[start Input rows]
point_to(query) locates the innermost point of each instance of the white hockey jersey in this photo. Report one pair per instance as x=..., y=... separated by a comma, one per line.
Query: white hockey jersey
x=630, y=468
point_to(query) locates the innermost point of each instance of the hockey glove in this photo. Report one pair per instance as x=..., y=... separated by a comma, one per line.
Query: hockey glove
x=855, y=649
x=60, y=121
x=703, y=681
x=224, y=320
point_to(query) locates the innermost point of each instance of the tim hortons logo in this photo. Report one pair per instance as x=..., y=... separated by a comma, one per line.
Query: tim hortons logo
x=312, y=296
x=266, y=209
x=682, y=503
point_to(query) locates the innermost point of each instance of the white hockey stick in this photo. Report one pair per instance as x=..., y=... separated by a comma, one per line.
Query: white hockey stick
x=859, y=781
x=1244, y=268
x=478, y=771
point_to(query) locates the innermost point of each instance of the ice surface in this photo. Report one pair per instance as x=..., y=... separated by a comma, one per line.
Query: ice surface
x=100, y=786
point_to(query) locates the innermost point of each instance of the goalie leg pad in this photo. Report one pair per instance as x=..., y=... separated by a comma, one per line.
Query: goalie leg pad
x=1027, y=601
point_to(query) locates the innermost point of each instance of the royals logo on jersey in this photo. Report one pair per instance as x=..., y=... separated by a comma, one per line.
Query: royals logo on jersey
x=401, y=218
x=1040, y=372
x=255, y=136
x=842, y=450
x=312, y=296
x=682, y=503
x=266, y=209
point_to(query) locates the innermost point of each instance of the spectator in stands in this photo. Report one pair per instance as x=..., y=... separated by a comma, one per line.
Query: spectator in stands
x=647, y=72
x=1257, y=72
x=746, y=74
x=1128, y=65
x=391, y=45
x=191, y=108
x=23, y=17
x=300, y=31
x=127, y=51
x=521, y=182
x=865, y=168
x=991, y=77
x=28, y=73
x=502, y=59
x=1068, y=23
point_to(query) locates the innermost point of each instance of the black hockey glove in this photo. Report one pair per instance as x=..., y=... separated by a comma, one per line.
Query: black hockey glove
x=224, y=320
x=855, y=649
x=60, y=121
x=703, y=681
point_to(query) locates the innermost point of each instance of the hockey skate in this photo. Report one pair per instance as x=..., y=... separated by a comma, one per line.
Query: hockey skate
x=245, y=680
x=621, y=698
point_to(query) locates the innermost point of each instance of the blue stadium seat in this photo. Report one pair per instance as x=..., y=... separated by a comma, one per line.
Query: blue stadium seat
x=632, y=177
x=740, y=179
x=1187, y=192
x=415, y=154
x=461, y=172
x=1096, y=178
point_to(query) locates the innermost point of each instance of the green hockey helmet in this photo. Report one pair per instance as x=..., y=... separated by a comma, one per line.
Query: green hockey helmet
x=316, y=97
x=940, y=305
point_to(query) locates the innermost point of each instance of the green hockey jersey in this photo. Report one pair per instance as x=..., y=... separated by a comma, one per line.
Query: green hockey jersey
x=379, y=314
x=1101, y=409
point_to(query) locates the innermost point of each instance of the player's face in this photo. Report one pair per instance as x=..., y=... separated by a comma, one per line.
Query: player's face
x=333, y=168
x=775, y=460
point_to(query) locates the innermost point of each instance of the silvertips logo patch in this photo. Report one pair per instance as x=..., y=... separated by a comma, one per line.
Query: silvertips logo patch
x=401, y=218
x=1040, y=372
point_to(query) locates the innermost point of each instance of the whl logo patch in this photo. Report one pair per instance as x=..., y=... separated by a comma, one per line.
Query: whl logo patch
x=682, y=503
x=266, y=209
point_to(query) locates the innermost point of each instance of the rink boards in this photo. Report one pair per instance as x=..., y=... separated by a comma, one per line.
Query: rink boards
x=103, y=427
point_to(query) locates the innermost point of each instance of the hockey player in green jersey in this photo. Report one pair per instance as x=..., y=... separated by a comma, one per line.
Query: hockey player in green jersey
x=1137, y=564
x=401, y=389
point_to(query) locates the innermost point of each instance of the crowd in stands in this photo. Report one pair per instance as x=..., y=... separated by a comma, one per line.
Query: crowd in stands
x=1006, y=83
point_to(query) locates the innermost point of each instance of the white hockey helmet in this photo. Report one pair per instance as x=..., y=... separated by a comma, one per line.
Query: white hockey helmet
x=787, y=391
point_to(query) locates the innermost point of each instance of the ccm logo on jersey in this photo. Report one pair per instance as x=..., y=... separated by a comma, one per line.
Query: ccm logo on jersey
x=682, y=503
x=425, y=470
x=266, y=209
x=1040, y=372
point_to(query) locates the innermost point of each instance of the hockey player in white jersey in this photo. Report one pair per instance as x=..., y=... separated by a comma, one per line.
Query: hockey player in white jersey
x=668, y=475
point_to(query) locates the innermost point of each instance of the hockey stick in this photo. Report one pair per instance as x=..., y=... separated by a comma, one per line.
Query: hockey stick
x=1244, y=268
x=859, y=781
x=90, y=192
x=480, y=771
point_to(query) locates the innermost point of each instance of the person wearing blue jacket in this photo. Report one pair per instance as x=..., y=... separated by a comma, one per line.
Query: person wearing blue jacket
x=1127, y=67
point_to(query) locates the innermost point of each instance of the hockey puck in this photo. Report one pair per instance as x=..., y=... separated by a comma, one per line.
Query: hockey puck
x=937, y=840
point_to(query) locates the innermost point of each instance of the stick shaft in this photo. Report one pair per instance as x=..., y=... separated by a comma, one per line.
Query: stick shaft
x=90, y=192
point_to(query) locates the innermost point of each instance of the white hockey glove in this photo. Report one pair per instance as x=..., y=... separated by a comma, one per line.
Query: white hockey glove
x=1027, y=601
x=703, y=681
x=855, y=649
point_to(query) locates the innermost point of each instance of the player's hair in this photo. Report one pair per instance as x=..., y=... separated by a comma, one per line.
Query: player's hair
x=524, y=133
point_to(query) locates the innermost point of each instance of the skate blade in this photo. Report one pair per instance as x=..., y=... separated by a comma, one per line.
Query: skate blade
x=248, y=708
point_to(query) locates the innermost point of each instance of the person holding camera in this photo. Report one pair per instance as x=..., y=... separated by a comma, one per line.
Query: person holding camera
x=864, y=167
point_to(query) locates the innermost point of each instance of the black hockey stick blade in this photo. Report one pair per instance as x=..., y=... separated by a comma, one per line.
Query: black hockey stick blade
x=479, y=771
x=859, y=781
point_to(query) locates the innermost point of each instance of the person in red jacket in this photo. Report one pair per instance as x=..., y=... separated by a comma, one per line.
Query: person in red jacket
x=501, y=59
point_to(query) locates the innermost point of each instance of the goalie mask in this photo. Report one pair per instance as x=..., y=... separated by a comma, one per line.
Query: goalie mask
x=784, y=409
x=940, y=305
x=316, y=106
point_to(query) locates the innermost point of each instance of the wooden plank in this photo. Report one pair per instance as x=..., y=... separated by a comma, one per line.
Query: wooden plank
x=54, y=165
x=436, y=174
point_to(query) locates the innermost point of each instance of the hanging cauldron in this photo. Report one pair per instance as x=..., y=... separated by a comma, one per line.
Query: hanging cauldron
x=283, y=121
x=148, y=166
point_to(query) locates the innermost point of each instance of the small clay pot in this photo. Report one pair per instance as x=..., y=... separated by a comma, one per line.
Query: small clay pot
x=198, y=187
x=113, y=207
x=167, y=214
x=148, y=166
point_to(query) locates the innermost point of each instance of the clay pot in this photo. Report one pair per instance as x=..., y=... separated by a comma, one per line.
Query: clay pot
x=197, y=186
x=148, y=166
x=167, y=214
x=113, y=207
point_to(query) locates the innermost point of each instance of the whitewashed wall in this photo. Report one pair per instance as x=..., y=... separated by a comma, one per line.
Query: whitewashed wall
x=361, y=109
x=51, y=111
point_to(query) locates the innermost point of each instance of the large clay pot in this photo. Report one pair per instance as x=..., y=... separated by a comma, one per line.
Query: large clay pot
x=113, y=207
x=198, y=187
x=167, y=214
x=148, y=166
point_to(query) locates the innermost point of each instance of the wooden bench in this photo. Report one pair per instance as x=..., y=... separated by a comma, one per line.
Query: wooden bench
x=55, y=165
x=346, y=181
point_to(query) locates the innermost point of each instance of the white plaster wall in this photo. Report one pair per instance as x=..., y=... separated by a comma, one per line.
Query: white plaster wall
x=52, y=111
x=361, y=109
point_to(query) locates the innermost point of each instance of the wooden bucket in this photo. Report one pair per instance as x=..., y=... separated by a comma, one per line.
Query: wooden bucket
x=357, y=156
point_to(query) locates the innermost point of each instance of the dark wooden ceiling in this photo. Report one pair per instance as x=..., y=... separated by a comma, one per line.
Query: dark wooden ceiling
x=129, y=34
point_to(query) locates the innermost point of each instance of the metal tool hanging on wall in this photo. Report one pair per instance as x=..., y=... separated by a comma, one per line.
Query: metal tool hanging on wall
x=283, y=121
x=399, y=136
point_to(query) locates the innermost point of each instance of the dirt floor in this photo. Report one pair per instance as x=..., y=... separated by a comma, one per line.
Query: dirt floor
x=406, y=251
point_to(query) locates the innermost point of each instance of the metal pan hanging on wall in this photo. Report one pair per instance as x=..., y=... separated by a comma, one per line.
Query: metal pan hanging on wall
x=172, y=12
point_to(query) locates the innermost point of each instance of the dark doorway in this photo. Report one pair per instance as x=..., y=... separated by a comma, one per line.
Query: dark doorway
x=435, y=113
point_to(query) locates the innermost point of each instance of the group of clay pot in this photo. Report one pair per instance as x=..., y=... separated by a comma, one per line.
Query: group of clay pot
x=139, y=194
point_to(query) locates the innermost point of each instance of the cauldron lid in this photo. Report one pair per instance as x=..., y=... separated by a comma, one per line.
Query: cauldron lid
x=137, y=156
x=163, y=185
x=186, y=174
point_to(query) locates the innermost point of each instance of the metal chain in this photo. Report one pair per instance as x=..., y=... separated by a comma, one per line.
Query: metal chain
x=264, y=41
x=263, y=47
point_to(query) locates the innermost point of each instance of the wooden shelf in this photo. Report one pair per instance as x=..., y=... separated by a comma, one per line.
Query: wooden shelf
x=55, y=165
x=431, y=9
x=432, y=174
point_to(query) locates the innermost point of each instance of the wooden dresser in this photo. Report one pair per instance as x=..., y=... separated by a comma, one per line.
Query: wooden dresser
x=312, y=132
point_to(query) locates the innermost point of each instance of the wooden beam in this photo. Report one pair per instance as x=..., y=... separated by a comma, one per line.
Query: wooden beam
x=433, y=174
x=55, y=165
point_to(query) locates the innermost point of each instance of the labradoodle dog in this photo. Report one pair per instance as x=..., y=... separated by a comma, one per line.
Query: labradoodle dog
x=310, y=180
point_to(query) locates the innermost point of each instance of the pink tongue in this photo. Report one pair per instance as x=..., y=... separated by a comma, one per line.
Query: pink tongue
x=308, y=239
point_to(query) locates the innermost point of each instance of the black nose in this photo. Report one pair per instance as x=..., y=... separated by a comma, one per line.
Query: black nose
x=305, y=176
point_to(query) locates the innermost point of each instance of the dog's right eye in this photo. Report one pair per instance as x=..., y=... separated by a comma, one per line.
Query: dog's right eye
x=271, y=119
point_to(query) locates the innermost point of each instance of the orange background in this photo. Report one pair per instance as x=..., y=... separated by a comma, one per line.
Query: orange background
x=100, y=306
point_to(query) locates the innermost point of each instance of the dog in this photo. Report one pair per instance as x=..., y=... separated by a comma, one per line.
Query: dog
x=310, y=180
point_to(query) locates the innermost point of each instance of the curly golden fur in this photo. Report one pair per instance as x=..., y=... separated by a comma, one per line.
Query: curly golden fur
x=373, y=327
[end Input rows]
**Instruction:** Could you rewrite the entries from the line containing "white jersey in" through the line containing "x=480, y=771", both ends included and requests left as they are? Scale every x and y coordinate in the answers by 0.6, round each to the nearest whole number with halves going up, and give back only those lines.

**Answer for the task:**
point_to(query) locates the innermost point of each instance of the hockey player in white jersey in this photo. Report one pair per instance as x=..., y=... separated by a comma, one per line.
Query: hockey player in white jersey
x=401, y=285
point_to(query) locates the innermost point of each instance of the hockey stick in this photo. Report one pair per instance as x=..., y=... separated by a comma, one per line.
Query: hockey stick
x=746, y=161
x=515, y=469
x=54, y=115
x=288, y=463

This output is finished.